### Teks bacaan
Sebuah Catatan Panjang: Apa Kita Akan Menggunakan Masker Selamanya?
Kebijakan pak Jokowi yang baru tentu saja merupakan deklarasi tidak langsung terhadap masyarakat Indonesia tentang kemerdekaan kita dari pandemi. Pandemi yang disebabkan Covid-19 tentu telah kita ketahui sebagai pemborgolan mobilitas umat manusia di seluruh dunia, memaksa setiap aspek mengalami disrupsi secara besar-besaran, baik itu secara ekonomi, sosial, maupun pendidikan.
Telah kita rasakan secara nyata mengenai disrupsi ini, seperti dunia pendidikan yang tidak lagi berbasis tatap muka secara real melainkan virtual, perubahan sosial dari yang lebih dekat kepada sesama menjadi lebih dekat dengan tekhnologi, dan tentu saja sebuah dunia baru yang kita sebut sebagai Metaverse.

### Baris yang diberikan
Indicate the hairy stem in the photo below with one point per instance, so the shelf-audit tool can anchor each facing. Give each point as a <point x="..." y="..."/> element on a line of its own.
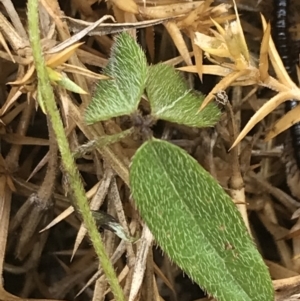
<point x="78" y="192"/>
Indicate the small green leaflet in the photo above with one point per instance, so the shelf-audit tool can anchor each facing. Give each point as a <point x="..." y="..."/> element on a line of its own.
<point x="121" y="95"/>
<point x="196" y="223"/>
<point x="171" y="100"/>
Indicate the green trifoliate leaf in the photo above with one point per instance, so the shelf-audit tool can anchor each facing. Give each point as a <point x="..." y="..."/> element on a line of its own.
<point x="171" y="100"/>
<point x="108" y="222"/>
<point x="121" y="95"/>
<point x="196" y="223"/>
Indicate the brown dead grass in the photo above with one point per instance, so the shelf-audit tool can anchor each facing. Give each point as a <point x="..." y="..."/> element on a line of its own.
<point x="33" y="189"/>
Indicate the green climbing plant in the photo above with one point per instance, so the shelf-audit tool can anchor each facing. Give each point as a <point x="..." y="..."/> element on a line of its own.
<point x="191" y="217"/>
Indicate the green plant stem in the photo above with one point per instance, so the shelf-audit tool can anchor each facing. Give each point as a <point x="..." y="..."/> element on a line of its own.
<point x="80" y="199"/>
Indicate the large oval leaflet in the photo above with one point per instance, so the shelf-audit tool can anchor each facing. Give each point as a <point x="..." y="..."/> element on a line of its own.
<point x="196" y="223"/>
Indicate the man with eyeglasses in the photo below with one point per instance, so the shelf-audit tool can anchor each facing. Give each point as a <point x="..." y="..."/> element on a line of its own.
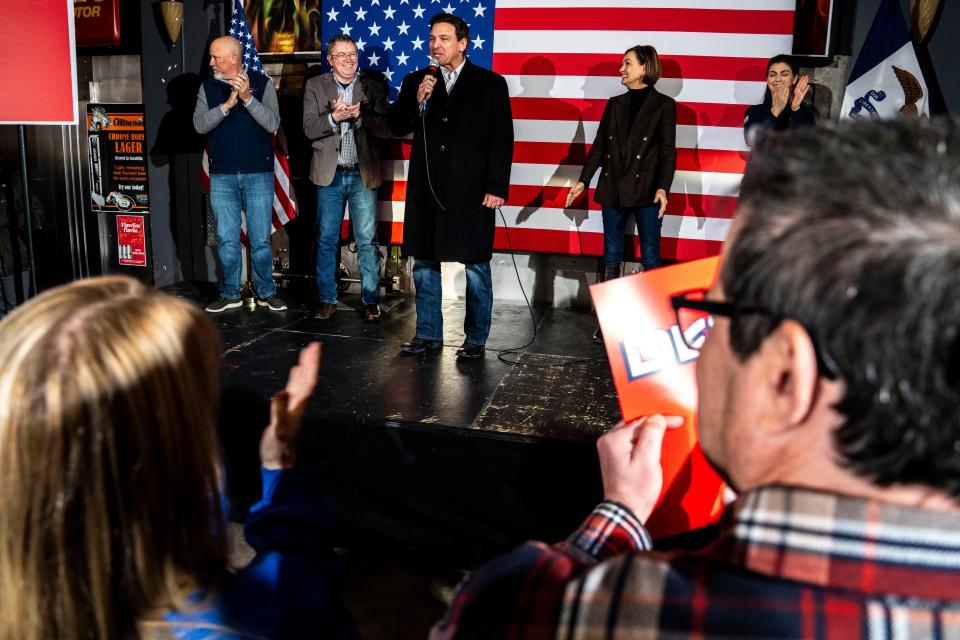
<point x="344" y="116"/>
<point x="828" y="399"/>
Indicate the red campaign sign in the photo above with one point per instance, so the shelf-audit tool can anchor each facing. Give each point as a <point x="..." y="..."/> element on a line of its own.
<point x="42" y="89"/>
<point x="654" y="372"/>
<point x="131" y="241"/>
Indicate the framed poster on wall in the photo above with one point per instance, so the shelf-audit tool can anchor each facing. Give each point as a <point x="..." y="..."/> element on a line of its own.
<point x="117" y="158"/>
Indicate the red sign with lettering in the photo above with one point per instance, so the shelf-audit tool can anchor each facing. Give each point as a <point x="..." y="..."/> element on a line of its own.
<point x="131" y="241"/>
<point x="38" y="77"/>
<point x="98" y="22"/>
<point x="654" y="372"/>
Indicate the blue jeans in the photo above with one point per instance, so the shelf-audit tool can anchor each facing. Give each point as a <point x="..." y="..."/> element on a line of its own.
<point x="648" y="226"/>
<point x="253" y="193"/>
<point x="347" y="186"/>
<point x="476" y="325"/>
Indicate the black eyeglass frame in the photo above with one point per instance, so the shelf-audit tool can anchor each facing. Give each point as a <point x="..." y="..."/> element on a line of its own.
<point x="828" y="368"/>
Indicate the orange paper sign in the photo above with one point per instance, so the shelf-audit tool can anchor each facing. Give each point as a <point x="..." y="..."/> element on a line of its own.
<point x="654" y="372"/>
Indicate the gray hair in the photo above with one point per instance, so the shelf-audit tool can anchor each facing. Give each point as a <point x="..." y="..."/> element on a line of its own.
<point x="854" y="231"/>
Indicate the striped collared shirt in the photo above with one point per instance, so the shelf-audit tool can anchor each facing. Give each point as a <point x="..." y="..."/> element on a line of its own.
<point x="348" y="144"/>
<point x="783" y="563"/>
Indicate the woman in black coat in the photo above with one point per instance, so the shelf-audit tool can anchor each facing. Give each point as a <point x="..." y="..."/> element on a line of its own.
<point x="635" y="147"/>
<point x="782" y="107"/>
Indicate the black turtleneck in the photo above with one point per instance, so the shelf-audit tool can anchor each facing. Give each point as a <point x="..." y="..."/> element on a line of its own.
<point x="637" y="98"/>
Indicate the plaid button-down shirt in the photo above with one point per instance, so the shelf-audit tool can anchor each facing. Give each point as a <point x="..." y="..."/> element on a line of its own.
<point x="783" y="563"/>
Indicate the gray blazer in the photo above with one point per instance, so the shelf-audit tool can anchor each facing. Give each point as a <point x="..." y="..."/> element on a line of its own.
<point x="318" y="97"/>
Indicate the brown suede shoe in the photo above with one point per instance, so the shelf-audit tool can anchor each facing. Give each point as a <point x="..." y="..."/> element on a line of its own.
<point x="325" y="311"/>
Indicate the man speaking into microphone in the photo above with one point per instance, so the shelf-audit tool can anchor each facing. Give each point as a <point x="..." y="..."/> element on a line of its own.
<point x="459" y="174"/>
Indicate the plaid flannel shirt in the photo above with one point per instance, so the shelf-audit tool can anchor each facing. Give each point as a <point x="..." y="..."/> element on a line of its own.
<point x="783" y="563"/>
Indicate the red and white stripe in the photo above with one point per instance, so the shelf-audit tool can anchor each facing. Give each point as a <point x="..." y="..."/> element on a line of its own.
<point x="561" y="60"/>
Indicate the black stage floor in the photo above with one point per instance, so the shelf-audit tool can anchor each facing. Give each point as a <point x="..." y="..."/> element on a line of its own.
<point x="428" y="454"/>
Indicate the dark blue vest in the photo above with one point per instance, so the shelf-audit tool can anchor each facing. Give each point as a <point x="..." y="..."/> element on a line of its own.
<point x="238" y="144"/>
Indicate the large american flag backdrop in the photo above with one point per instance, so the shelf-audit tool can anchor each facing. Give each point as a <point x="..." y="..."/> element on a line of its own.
<point x="561" y="60"/>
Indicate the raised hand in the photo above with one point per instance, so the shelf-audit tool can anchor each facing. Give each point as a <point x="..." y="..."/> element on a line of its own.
<point x="781" y="95"/>
<point x="278" y="444"/>
<point x="425" y="90"/>
<point x="799" y="92"/>
<point x="630" y="462"/>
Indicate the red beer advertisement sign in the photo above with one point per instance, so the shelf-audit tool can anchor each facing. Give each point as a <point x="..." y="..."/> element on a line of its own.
<point x="131" y="241"/>
<point x="654" y="372"/>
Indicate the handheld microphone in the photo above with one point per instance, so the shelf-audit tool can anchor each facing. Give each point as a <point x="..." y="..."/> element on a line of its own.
<point x="432" y="70"/>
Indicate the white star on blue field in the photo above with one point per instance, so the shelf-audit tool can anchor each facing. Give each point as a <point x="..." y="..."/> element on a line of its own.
<point x="393" y="35"/>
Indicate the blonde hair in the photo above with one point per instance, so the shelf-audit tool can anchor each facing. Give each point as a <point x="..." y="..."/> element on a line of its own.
<point x="110" y="506"/>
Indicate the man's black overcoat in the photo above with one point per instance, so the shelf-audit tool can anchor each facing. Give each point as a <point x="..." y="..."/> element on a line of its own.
<point x="469" y="141"/>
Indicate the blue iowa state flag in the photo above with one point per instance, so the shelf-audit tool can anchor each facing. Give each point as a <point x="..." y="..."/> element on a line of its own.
<point x="886" y="79"/>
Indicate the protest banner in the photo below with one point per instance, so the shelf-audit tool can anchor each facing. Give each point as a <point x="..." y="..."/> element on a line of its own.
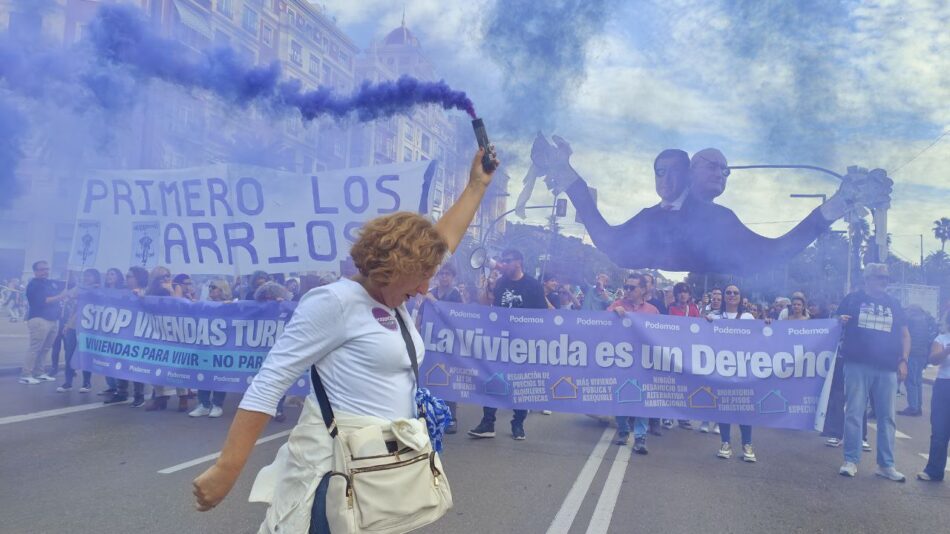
<point x="230" y="219"/>
<point x="174" y="342"/>
<point x="645" y="365"/>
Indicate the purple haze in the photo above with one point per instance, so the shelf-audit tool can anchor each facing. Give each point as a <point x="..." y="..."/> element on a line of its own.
<point x="120" y="35"/>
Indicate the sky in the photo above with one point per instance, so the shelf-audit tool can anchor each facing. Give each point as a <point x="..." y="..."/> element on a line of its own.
<point x="821" y="83"/>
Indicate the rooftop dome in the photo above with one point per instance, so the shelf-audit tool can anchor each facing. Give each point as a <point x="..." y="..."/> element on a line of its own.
<point x="401" y="36"/>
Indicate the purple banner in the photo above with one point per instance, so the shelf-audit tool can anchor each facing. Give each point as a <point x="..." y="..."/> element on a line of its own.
<point x="174" y="342"/>
<point x="729" y="371"/>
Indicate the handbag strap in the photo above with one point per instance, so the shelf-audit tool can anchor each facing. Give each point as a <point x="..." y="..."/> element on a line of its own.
<point x="327" y="411"/>
<point x="410" y="346"/>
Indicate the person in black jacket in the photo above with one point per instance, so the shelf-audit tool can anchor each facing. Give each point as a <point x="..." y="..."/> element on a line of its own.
<point x="514" y="289"/>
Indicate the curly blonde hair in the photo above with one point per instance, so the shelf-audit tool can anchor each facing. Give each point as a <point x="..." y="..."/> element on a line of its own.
<point x="399" y="244"/>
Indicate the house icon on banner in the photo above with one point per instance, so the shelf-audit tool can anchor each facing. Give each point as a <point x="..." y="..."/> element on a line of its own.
<point x="773" y="402"/>
<point x="437" y="375"/>
<point x="630" y="391"/>
<point x="702" y="398"/>
<point x="564" y="388"/>
<point x="497" y="385"/>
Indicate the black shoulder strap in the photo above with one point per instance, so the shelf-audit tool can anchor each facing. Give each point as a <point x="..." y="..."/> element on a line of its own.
<point x="321" y="392"/>
<point x="410" y="346"/>
<point x="325" y="408"/>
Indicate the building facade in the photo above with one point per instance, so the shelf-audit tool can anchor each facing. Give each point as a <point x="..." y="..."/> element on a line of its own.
<point x="169" y="128"/>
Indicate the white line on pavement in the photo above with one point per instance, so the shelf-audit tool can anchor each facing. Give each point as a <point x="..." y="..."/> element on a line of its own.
<point x="51" y="413"/>
<point x="575" y="497"/>
<point x="604" y="511"/>
<point x="208" y="458"/>
<point x="897" y="433"/>
<point x="926" y="456"/>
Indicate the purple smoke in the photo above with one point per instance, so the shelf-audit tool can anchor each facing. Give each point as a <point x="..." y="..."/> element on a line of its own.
<point x="121" y="36"/>
<point x="11" y="129"/>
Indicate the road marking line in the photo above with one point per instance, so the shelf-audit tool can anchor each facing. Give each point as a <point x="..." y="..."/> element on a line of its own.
<point x="604" y="511"/>
<point x="575" y="497"/>
<point x="208" y="458"/>
<point x="897" y="433"/>
<point x="51" y="413"/>
<point x="926" y="456"/>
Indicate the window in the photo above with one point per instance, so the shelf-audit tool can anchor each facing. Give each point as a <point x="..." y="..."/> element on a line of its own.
<point x="296" y="52"/>
<point x="249" y="21"/>
<point x="225" y="8"/>
<point x="314" y="65"/>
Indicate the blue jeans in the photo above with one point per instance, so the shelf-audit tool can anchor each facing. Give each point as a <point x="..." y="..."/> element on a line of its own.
<point x="205" y="397"/>
<point x="939" y="428"/>
<point x="639" y="426"/>
<point x="860" y="381"/>
<point x="915" y="383"/>
<point x="725" y="432"/>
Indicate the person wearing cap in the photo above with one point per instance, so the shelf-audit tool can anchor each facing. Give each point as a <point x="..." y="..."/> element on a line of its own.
<point x="875" y="345"/>
<point x="687" y="231"/>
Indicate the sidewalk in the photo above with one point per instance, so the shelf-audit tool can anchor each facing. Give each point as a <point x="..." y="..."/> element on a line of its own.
<point x="14" y="342"/>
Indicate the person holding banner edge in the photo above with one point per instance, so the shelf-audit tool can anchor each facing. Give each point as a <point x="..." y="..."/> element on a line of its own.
<point x="391" y="268"/>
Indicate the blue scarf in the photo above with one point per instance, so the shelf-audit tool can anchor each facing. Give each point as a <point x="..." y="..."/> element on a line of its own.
<point x="437" y="414"/>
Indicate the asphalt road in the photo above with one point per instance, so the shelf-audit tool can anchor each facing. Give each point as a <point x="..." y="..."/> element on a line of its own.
<point x="99" y="469"/>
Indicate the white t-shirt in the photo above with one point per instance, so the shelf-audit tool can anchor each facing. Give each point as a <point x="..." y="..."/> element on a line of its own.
<point x="730" y="315"/>
<point x="357" y="347"/>
<point x="944" y="371"/>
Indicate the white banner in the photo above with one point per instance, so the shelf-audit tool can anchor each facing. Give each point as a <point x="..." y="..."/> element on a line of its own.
<point x="227" y="219"/>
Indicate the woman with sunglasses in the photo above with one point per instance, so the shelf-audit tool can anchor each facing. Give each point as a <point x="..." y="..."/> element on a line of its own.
<point x="731" y="309"/>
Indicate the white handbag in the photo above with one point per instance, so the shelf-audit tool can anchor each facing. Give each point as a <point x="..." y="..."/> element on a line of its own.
<point x="379" y="484"/>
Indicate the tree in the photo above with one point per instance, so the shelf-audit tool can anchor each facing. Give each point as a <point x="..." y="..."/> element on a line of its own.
<point x="942" y="232"/>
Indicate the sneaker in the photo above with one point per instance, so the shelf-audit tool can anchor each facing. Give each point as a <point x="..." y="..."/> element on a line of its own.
<point x="725" y="451"/>
<point x="517" y="432"/>
<point x="848" y="470"/>
<point x="116" y="399"/>
<point x="483" y="430"/>
<point x="748" y="454"/>
<point x="200" y="411"/>
<point x="640" y="446"/>
<point x="890" y="473"/>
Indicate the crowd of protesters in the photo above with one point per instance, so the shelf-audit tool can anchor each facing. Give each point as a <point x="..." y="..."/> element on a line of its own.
<point x="864" y="384"/>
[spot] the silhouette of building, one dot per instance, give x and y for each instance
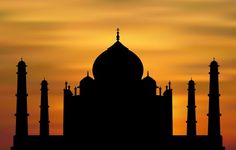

### Tugas 1
Tentukan apakah setiap pernyataan berikut sesuai dengan teks bacaan tentang masker dan pandemi. Jawab ya atau tidak, lalu kutip kata-kata penentu dari teks tanpa perubahan.
(a) Pandemi Covid-19 memaksa disrupsi besar-besaran di bidang ekonomi, sosial, dan pendidikan.
(b) Dunia pendidikan kini berbasis tatap muka secara real.
(c) Kebijakan baru pak Jokowi disebut sebagai deklarasi langsung tentang kemerdekaan dari pandemi.
### Tugas 2
Salin bagian teks bacaan tentang masker dan pandemi mulai dari "Kebijakan pak Jokowi" sampai dengan "sebut sebagai Metaverse.", termasuk kata-kata terakhir itu.

### Jawaban 1
(a) Ya: "memaksa setiap aspek mengalami disrupsi secara besar-besaran, baik itu secara ekonomi, sosial, maupun pendidikan"
(b) Tidak: "dunia pendidikan yang tidak lagi berbasis tatap muka secara real melainkan virtual"
(c) Tidak: "deklarasi tidak langsung terhadap masyarakat Indonesia tentang kemerdekaan kita dari pandemi"

### Jawaban 2
Kebijakan pak Jokowi yang baru tentu saja merupakan deklarasi tidak langsung terhadap masyarakat Indonesia tentang kemerdekaan kita dari pandemi. Pandemi yang disebabkan Covid-19 tentu telah kita ketahui sebagai pemborgolan mobilitas umat manusia di seluruh dunia, memaksa setiap aspek mengalami disrupsi secara besar-besaran, baik itu secara ekonomi, sosial, maupun pendidikan.
Telah kita rasakan secara nyata mengenai disrupsi ini, seperti dunia pendidikan yang tidak lagi berbasis tatap muka secara real melainkan virtual, perubahan sosial dari yang lebih dekat kepada sesama menjadi lebih dekat dengan tekhnologi, dan tentu saja sebuah dunia baru yang kita sebut sebagai Metaverse.